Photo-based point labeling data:
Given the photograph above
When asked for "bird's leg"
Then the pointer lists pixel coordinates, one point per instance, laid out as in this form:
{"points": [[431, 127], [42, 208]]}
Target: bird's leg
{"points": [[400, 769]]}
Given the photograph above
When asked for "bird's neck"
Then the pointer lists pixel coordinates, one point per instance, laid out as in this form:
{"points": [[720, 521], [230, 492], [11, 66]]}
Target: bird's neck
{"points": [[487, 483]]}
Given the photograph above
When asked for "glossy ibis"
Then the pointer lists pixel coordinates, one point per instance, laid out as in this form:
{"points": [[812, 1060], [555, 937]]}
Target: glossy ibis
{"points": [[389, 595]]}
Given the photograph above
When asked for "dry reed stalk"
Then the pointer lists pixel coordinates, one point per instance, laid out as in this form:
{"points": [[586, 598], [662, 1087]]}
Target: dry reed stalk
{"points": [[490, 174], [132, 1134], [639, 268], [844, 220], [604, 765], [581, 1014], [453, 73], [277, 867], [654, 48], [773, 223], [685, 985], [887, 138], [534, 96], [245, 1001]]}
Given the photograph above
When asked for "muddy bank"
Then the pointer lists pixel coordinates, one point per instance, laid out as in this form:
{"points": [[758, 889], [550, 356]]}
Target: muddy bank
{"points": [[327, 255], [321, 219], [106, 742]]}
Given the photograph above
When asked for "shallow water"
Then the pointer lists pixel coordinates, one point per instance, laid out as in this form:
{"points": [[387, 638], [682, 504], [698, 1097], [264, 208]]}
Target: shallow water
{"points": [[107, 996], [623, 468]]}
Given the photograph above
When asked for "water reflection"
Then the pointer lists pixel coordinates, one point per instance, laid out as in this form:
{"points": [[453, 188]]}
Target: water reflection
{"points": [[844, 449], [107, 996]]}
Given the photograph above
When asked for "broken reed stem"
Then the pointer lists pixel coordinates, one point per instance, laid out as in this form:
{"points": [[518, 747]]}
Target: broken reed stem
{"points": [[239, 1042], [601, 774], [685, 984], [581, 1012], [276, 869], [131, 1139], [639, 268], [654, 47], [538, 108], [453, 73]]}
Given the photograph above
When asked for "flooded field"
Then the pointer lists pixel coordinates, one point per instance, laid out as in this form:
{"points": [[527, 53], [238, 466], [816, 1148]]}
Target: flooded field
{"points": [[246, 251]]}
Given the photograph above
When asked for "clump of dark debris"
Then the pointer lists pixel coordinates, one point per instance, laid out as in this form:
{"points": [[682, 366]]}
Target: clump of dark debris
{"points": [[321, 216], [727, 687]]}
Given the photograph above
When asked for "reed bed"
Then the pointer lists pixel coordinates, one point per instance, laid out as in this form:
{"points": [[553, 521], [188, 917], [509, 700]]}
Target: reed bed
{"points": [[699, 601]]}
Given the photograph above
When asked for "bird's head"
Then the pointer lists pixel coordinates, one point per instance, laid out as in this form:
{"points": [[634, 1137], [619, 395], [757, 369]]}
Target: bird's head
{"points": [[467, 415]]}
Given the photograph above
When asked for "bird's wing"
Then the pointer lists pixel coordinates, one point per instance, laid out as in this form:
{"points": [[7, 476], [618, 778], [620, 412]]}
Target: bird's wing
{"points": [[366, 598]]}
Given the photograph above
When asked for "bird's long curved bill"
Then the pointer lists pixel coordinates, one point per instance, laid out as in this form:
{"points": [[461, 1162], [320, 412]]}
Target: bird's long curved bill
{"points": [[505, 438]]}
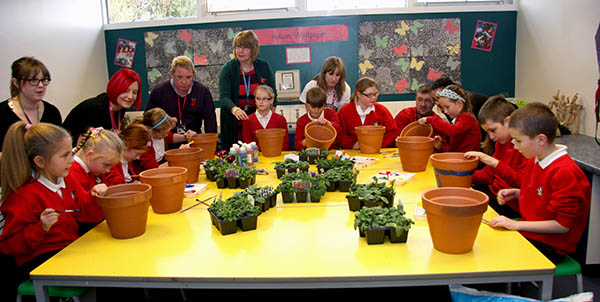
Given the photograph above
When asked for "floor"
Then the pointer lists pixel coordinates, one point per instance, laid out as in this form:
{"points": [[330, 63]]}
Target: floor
{"points": [[563, 287]]}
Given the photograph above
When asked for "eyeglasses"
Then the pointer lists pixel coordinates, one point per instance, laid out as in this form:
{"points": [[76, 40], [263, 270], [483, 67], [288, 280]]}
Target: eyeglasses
{"points": [[370, 95], [35, 82]]}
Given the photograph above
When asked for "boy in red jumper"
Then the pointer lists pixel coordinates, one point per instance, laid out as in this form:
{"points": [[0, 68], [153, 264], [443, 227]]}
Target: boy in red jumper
{"points": [[264, 117], [315, 111], [363, 109], [554, 199], [503, 168], [464, 134]]}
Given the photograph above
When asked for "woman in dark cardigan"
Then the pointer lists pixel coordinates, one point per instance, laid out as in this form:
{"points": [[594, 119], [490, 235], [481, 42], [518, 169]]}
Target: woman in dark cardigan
{"points": [[237, 81], [106, 110]]}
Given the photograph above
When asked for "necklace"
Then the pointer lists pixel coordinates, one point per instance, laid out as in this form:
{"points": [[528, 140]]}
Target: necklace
{"points": [[25, 113]]}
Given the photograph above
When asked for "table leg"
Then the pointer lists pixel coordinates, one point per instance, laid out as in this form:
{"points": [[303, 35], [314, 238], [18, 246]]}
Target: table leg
{"points": [[41, 291]]}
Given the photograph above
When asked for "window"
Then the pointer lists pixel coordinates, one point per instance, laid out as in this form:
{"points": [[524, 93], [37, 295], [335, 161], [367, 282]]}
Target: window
{"points": [[140, 10]]}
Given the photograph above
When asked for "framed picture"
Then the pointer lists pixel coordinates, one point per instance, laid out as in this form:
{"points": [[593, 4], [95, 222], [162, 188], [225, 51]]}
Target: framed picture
{"points": [[125, 53], [483, 38]]}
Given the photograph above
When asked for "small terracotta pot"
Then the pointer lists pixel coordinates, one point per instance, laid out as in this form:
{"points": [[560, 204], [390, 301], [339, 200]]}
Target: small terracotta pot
{"points": [[454, 216], [168, 185], [319, 136], [125, 208], [207, 142], [452, 169], [414, 152], [370, 138], [188, 158], [416, 129], [270, 141]]}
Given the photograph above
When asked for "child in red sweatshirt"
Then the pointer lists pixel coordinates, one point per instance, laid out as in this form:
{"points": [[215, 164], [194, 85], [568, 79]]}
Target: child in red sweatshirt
{"points": [[503, 168], [464, 134], [315, 111], [363, 109], [264, 117]]}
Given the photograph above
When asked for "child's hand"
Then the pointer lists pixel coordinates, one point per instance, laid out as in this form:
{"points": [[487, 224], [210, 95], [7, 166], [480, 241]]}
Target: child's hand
{"points": [[484, 158], [437, 142], [505, 195], [504, 222], [99, 189], [323, 121], [48, 218]]}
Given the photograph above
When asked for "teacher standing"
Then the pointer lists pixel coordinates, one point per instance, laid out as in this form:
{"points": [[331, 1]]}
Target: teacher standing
{"points": [[237, 81]]}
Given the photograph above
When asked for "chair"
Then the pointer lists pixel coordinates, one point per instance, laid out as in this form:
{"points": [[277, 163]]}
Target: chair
{"points": [[569, 267], [26, 289]]}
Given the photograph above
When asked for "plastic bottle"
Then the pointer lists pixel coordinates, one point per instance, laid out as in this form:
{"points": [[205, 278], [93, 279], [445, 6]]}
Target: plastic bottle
{"points": [[254, 151]]}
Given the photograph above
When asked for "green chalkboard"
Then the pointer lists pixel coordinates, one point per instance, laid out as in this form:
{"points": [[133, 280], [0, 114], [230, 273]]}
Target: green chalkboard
{"points": [[485, 72]]}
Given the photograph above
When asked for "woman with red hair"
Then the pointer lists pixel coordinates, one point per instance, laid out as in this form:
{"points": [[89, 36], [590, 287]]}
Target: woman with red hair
{"points": [[107, 109]]}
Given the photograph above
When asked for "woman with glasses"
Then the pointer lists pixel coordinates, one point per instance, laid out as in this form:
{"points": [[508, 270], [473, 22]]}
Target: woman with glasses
{"points": [[28, 83], [107, 109], [363, 109], [238, 80]]}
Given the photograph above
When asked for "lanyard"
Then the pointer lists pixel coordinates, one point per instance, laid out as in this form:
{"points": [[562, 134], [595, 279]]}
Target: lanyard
{"points": [[247, 87], [179, 107], [112, 120]]}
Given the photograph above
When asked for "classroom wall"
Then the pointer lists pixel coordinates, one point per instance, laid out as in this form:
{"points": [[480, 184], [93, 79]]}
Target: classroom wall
{"points": [[556, 50], [66, 35]]}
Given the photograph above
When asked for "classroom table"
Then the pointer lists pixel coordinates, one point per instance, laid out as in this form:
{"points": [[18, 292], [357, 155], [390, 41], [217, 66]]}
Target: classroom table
{"points": [[297, 245]]}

[WHAT TO PRODUCE]: Which lines of the point labeling data above contain the word "table", with case counting? Copy each of those lines.

[OUTPUT FOR THIS EXERCISE]:
When asked for "table leg"
Target: table leg
When asked for "classroom table"
Target: classroom table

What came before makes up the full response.